* Start EXCERPTED PASSAGE *

30 Jul Boosted Rev review — is this premium electric scooter worth its premium price?
Boosted’s new Rev electric scooter is a beast. With dual motors and massive tires, the Boosted Rev could eat those $300 budget electric scooters for breakfast.
But is it worth the high price tag? Let’s find out…
Boosted Rev electric scooter
At $1,599, it’s a seriously expensive scooter. But with 1,500 W of continuous power across two motors, and probably close to twice that much power during peak acceleration and hill-climbing, it’s also more powerful and offers higher performance than almost any other scooter on the market.
Plus the Rev comes from a company known for high-quality production and vehicles designed to last for years.
To really get a sense of what the Boosted Rev electric scooter is packing, let’s check out the specs.
Boosted Rev electric scooter tech specs
- Motor: dual 750 watt continuous brushless DC motors
- Top speed: 24 mph (38 km/h)
- Range: 22 miles (35 km)
- Weight: 46 lb (26 kg)
- Load capacity: 250 lb (113 kg)

* End EXCERPTED PASSAGE *
* Start DATA EXTRACT *

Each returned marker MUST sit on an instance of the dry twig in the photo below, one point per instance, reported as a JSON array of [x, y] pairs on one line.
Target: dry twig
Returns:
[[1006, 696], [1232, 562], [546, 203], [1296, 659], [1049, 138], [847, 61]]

* End DATA EXTRACT *

[EXERCISE REQUIREMENTS] According to the Boosted Rev review, what is the scooter's stated load capacity? The data are not needed for what follows.

[RESPONSE TO THE EXERCISE] 250 lb (113 kg).